##### Information given

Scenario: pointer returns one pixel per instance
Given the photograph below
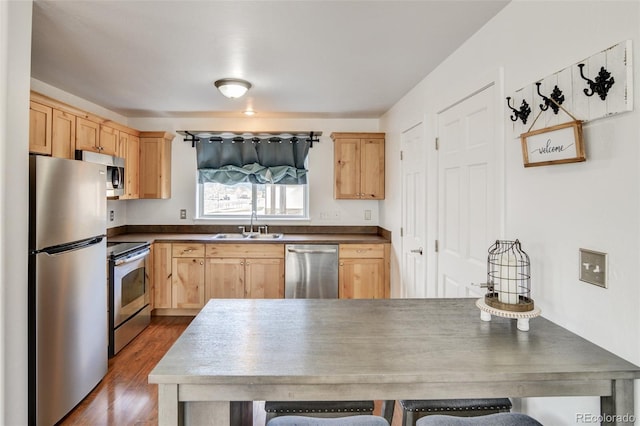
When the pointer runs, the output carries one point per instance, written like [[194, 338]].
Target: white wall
[[183, 190], [15, 66], [553, 210]]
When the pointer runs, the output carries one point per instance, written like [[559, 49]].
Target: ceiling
[[347, 59]]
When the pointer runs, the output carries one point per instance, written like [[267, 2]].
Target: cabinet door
[[265, 278], [161, 276], [129, 148], [361, 279], [109, 140], [224, 278], [87, 135], [372, 169], [346, 168], [63, 134], [40, 128], [155, 167], [187, 283]]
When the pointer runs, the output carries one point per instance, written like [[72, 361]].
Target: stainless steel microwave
[[115, 170]]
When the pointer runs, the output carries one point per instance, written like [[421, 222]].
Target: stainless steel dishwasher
[[311, 271]]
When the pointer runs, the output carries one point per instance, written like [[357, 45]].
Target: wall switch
[[593, 267]]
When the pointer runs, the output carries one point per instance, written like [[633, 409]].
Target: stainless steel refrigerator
[[67, 285]]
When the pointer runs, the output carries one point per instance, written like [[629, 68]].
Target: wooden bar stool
[[317, 408], [498, 419], [412, 410], [339, 421]]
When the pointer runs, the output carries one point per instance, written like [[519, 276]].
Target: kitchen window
[[269, 201], [241, 175]]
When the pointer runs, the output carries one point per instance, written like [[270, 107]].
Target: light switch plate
[[593, 267]]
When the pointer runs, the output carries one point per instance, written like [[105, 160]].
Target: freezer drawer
[[311, 271]]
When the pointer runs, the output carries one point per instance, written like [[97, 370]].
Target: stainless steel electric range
[[129, 311]]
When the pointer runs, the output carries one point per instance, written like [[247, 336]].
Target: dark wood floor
[[124, 397]]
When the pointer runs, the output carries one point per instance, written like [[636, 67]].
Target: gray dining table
[[386, 349]]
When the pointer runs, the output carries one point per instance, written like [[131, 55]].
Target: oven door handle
[[119, 262]]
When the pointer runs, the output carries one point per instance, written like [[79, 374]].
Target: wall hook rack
[[522, 113], [554, 100], [601, 86]]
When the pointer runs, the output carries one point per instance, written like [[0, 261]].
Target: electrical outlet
[[593, 267]]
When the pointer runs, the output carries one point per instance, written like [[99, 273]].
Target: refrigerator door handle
[[78, 245]]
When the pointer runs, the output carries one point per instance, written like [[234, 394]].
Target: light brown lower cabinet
[[185, 276], [253, 271], [187, 283], [363, 271], [161, 275]]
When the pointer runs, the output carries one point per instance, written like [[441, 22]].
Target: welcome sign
[[553, 145]]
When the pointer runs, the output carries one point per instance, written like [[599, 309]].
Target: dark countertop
[[286, 239]]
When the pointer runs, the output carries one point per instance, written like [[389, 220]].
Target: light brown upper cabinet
[[129, 149], [87, 135], [109, 139], [40, 117], [358, 166], [63, 135], [51, 131], [155, 164]]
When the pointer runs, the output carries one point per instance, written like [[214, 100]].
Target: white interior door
[[413, 213], [467, 216]]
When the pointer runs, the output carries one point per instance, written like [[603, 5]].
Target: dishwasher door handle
[[312, 251]]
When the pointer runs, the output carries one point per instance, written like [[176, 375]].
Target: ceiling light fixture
[[232, 87]]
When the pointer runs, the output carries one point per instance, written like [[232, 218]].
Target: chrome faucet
[[253, 214]]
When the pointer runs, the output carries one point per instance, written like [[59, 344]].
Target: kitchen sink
[[232, 236], [273, 236], [247, 236]]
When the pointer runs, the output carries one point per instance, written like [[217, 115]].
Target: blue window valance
[[237, 160]]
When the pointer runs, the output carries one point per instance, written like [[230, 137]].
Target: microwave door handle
[[132, 258]]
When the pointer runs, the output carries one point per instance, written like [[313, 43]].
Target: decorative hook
[[601, 86], [521, 114], [557, 98]]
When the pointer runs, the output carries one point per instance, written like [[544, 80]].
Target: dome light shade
[[232, 87]]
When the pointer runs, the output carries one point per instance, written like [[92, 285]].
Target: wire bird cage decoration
[[508, 277]]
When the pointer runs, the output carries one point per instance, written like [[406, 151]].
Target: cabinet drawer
[[252, 250], [361, 251], [187, 250]]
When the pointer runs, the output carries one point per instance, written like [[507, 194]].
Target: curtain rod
[[195, 136]]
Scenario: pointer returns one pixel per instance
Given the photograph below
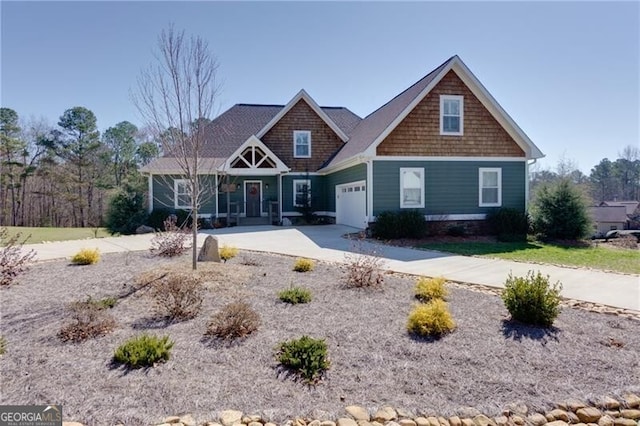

##########

> _Description of the task_:
Reproduce the data as a numbered list, from its start down to the line containing "[[129, 311]]", that line included. Skip blank lines and omit the pictures.

> _Exercise answer_:
1. Scenario: pointer returns one pixel per instance
2. Given the photograph below
3. When the pointer runs, the output carries one point per instance, written like [[194, 338]].
4. Target: white wall
5. [[183, 190], [15, 66], [553, 210]]
6. When the pointer runs, the output carries one point per instance, written like [[559, 49]].
7. Target: ceiling
8. [[347, 59]]
9. When the pointer runs, the output carries one point per instance, written like [[267, 2]].
10. Target: cabinet door
11. [[265, 278], [161, 276], [129, 148], [361, 279], [109, 140], [224, 278], [87, 135], [372, 169], [346, 168], [63, 134], [40, 128], [155, 167], [187, 283]]
12. When the pointer runs, the output carries one point per instance, written like [[72, 361]].
13. Target: stainless steel microwave
14. [[115, 170]]
15. When the pointer runs, the output carries one point per instance, written like [[421, 222]].
16. Target: stainless steel dishwasher
17. [[311, 271]]
18. When the pointer runs, the output carries one point per instance, written like [[357, 45]].
19. Target: wall switch
20. [[593, 267]]
21. When the pointer runs, the output carries one point per instance, written like [[633, 409]].
22. Target: stainless steel refrigerator
23. [[67, 285]]
24. When the pointer runs, the output carries one point per instance, written like [[629, 68]].
25. Target: wooden bar stool
26. [[317, 408], [498, 419], [412, 410], [339, 421]]
27. When the pointer runs, the output carries one point per instance, written like [[519, 276]].
28. Target: kitchen window
29. [[269, 201], [241, 175]]
30. When the pointer runs, the output carries one point per instance, written like [[270, 107]].
31. Target: light switch plate
32. [[593, 267]]
33. When the pointer runs, the output carries one point per instance, written like [[105, 160]].
34. Target: freezer drawer
35. [[311, 271]]
36. When the pointer runs, the output carries one point per instance, written like [[97, 370]].
37. Target: stainless steel electric range
38. [[129, 311]]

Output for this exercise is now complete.